▶ [PAGE TEXT]
==============================

We apply this hook program for the getpid benchmark program used in Section 3.2 and we observed 2703 ns for each getpid system call invocation; this number includes the time for the kernel-space getpid system call execution, which is 74 ns on our hardware, therefore, we see the hook overhead of Intel PIN is 2629 ns.
We found that, compared to the overhead of zpoline (41 ns shown in Table 1), Intel PIN's overhead is substantially higher.
Context: for reducing the nop overhead in the trampoline code, anonymous reviewer C had proposed to employ the virtual addresses corresponding to deprecated system calls such as epoll_ctl_old and epoll_wait_old for putting short jump rather than nop.
For the experimentation, we have added the following lines in setup_trampoline() to embed a short jump at address 214 (NR_epoll_ctl_old) and 215 (NR_epoll_wait_old); thanks to this approach, we could skip 127 nops (the range of a short jump is -128 to +127 according to the CPU implementation).
((uint8_t *) mem)[NR_syscalls + 0xb] = 0xff;
((uint8_t *) mem)[NR_syscalls + 0xc] = 0xe0;
+ // optimization introduced by reviewer C
+ ((uint8_t *) mem)[214 /* __NR_epoll_ctl_old */] = 0xeb; /* short jmp */
+ ((uint8_t *) mem)[215 /* __NR_epoll_wait_old */] = 127; /* range of a short jmp : -128 ~ +127 */
+
/*
* mprotect(PROT_EXEC without PROT_READ), executed
We run the same experiment done in Section 3.2 for Table 1, and observed 31 ns as the result; this means the proposed approach reduces the overhead by 24% compared to our zpoline result 41 ns.
We would like to thank anonymous reviewer C for bringing up this idea.
For the implementation used in the experiments, we have statically set the number of nops as 512.
Therefore, in the getpid experiment in Section 3.2, each hook invocation runs through 473 nops (syscall number of getpid is 39; 512 - 39 = 473); since we only run getpid, 473 is the average.
For Section 3.3, we have checked which system calls are triggered in the primary loops of the simple HTTP server and Redis server.
For the benchmarks in Section 3.3, we counted the number of system calls executed in 1 second during the simple HTTP server and Redis server benchmark workload; the following is the results.
(from left, syscall number, name of the syscall, and the number of invocation in 1 second)
Simple HTTP server
- 0 read : 1185497
- 1 write : 1185497
- 232 epoll_wait : 1185497
=> ((512 - 0) * 1185497 + (512 - 1) * 1185497 + (512 - 232) * 1185497) / (1185497 + 1185497 + 1185497) = 434; 434 nops is the average in the simple HTTP server case.
Redis
- 0 read : 665983
- 1 write : 665973
- 3 close : 10
- 232 epoll_wait : 665997
- 257 openat : 10
=> ((512 - 0) * 665983 + (512 - 1) * 665973 + (512 - 3) * 10 + (512 - 232) * 665997 + (512 - 257) * 10) / (665983 + 665973 + 10 + 665997 + 10) = 434; 434 nops is the average for the Redis server case as well.

==============================

▶ [DATA LISTING]
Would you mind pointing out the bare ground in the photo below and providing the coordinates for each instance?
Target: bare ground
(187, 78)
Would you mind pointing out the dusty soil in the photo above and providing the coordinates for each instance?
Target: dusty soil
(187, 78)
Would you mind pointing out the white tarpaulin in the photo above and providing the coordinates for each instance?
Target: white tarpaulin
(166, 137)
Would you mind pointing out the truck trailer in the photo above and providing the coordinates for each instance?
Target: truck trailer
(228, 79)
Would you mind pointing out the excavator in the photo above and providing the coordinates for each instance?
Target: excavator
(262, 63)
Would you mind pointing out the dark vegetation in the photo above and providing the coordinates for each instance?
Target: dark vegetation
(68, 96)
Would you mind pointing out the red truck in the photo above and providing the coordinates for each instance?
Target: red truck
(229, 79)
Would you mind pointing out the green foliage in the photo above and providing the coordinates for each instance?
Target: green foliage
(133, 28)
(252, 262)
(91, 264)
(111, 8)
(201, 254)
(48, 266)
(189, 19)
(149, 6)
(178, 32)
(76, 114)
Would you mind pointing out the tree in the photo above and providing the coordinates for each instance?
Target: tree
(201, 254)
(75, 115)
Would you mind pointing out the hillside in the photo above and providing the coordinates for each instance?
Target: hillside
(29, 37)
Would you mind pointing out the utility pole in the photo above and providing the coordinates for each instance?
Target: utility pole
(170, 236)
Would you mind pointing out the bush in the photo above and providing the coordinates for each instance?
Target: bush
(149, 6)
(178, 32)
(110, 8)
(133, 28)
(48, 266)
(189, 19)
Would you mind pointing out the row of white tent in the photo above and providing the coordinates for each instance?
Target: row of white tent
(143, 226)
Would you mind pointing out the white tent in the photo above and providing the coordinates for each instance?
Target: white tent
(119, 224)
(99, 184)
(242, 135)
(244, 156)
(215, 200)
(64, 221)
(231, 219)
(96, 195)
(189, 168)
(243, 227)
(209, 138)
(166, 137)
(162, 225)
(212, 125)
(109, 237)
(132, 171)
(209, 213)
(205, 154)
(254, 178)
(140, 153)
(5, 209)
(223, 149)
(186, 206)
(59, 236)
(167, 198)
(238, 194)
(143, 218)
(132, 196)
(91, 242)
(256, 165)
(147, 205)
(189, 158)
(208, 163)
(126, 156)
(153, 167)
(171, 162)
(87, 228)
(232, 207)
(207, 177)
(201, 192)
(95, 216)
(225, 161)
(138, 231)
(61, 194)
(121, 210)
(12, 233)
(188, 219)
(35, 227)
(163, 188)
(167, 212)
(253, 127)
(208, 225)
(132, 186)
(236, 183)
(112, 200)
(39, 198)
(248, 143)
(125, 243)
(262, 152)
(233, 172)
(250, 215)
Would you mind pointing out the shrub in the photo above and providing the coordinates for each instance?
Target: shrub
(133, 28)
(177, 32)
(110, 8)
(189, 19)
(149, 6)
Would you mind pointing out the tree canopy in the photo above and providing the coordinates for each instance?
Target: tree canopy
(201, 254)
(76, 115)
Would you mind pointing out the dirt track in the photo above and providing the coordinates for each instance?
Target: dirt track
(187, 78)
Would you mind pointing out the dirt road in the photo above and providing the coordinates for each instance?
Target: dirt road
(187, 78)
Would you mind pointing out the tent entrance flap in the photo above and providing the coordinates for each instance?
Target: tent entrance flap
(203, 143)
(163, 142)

==============================

▶ [DIRECTIVE] Output the passage of the page text on zpoline overhead starting at "(from left, syscall" and ending at "HTTP server case.". Base your work solely on the page text and not on the items.

▶ [RESULT]
(from left, syscall number, name of the syscall, and the number of invocation in 1 second)
Simple HTTP server
- 0 read : 1185497
- 1 write : 1185497
- 232 epoll_wait : 1185497
=> ((512 - 0) * 1185497 + (512 - 1) * 1185497 + (512 - 232) * 1185497) / (1185497 + 1185497 + 1185497) = 434; 434 nops is the average in the simple HTTP server case.